**WHAT THE EXERCISE ASKS:** Find the word "shrub" in the material below and gather every line that contains it.
Start of DATA FOR PROCESSING
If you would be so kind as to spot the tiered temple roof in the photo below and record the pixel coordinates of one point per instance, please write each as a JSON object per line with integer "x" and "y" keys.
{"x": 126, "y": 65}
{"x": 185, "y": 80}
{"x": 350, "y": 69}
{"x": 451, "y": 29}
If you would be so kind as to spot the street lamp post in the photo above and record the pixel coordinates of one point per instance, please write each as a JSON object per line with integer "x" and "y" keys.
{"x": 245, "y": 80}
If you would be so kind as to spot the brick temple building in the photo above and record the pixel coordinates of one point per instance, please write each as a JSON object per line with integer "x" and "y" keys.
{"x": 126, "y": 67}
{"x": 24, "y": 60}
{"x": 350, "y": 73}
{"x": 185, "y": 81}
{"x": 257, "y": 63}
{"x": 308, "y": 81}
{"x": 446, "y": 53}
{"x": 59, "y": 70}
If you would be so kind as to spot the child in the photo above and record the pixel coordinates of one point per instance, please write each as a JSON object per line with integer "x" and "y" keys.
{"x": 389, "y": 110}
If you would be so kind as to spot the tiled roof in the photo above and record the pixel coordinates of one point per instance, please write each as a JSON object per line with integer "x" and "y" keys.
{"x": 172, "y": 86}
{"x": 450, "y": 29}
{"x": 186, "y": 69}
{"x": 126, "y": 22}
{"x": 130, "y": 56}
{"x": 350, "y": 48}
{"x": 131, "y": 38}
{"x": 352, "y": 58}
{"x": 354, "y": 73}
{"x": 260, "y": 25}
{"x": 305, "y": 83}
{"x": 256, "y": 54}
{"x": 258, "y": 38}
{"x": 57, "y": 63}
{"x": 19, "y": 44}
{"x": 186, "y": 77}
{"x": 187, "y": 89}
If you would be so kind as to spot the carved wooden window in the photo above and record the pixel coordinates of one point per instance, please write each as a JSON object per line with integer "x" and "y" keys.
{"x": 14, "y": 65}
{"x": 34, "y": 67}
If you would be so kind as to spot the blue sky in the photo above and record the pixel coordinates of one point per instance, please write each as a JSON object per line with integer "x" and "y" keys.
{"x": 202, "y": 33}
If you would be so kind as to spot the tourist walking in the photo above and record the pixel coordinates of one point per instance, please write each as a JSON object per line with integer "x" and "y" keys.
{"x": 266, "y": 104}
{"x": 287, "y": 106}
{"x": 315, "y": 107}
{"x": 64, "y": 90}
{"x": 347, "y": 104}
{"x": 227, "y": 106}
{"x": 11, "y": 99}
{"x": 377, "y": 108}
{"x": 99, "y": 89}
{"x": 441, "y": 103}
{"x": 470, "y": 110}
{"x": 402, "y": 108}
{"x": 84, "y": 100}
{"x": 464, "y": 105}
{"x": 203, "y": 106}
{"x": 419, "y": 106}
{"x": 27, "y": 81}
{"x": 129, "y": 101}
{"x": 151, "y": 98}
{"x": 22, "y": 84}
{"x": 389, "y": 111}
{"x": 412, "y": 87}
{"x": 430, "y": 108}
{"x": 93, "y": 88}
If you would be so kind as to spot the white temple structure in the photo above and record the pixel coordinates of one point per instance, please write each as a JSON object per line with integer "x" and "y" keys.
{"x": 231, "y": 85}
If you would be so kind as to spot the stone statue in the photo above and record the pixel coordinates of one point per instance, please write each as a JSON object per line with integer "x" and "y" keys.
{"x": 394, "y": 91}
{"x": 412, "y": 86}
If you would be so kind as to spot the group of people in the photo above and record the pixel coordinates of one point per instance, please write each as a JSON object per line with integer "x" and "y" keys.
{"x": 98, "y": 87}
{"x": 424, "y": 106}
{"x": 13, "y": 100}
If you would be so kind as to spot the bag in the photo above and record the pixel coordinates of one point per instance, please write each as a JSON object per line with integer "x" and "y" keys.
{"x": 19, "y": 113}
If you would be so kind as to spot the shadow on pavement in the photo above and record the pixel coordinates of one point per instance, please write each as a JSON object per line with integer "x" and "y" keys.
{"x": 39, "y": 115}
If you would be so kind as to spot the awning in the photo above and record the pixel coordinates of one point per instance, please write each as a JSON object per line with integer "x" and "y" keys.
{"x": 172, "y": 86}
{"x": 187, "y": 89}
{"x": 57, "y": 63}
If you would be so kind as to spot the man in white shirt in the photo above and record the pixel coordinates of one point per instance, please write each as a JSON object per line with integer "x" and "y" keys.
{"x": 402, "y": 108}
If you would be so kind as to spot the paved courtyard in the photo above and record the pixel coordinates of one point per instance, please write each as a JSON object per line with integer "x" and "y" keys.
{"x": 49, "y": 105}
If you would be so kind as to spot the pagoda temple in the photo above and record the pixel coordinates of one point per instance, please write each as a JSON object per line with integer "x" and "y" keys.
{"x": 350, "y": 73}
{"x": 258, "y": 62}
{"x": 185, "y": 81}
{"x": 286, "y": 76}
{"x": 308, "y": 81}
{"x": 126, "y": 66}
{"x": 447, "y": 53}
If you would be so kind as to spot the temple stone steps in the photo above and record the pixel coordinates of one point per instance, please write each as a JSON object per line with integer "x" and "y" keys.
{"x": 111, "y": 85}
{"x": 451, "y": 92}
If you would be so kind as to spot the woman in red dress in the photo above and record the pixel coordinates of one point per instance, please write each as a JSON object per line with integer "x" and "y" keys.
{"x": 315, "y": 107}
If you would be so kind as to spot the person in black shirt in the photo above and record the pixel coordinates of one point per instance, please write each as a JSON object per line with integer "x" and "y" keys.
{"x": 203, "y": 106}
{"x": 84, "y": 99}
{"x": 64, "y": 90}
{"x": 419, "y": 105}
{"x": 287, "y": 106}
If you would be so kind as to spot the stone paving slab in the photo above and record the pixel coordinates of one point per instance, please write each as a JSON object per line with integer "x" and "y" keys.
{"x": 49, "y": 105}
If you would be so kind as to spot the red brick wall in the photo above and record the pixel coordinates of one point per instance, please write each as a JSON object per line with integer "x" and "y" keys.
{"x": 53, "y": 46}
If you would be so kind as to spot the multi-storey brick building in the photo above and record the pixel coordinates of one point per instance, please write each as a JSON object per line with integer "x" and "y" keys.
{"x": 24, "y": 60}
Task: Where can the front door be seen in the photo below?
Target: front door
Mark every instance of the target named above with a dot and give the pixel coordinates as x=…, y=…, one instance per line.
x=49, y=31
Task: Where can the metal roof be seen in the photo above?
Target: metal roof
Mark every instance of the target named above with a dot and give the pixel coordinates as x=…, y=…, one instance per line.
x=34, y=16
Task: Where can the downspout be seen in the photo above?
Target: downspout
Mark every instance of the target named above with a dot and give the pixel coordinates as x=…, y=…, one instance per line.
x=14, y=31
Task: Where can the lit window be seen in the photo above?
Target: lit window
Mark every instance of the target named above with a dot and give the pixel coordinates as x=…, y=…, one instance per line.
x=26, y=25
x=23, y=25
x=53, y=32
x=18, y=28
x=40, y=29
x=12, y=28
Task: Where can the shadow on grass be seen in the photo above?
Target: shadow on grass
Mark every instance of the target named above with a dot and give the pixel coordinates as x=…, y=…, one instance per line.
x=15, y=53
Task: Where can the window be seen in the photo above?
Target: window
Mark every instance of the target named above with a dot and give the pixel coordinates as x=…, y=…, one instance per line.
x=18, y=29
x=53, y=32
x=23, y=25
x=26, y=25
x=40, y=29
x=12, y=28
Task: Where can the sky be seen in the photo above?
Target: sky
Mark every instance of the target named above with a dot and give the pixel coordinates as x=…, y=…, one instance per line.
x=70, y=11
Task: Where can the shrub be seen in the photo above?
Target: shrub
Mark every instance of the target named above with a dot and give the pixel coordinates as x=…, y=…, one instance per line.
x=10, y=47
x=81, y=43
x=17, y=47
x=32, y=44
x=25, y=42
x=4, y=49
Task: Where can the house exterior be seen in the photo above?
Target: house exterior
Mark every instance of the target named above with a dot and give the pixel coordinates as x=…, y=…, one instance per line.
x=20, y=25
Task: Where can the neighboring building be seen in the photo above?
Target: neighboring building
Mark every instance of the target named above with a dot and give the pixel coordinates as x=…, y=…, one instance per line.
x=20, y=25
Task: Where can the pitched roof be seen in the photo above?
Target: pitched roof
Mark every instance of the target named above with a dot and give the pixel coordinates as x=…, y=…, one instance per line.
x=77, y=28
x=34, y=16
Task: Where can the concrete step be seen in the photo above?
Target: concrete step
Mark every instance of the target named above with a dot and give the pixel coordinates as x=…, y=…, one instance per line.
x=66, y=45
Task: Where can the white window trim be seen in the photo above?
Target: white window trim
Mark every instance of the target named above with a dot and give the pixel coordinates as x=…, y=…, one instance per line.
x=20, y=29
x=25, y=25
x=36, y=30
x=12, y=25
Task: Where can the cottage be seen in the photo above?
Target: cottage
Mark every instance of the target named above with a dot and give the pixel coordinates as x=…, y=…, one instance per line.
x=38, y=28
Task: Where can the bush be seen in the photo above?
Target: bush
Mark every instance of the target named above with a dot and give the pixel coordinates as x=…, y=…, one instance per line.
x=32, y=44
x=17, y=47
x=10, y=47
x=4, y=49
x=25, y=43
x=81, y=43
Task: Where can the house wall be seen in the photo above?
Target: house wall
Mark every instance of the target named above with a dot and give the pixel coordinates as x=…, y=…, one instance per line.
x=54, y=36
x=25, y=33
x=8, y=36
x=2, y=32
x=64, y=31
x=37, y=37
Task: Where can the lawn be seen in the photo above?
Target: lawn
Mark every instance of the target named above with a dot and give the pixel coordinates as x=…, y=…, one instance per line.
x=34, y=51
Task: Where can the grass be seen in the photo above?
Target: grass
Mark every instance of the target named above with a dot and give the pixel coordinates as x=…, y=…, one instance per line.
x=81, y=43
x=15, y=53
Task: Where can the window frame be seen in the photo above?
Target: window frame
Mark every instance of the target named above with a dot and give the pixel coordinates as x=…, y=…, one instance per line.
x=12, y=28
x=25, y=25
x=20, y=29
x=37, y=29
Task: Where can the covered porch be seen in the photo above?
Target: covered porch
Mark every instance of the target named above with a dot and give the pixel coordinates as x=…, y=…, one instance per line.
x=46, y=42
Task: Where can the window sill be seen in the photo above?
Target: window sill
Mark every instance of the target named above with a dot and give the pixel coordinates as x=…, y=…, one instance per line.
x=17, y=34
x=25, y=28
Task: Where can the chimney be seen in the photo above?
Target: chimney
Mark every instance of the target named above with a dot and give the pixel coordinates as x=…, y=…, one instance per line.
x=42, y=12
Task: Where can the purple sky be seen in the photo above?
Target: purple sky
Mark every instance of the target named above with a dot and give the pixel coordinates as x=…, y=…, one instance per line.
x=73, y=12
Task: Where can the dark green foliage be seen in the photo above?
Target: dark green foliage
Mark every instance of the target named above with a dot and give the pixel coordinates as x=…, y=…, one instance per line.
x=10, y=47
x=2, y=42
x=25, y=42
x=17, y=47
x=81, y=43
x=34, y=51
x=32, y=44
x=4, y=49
End of DATA FOR PROCESSING
**RESPONSE:**
Task: Where can the shrub be seen in the photo above?
Target: shrub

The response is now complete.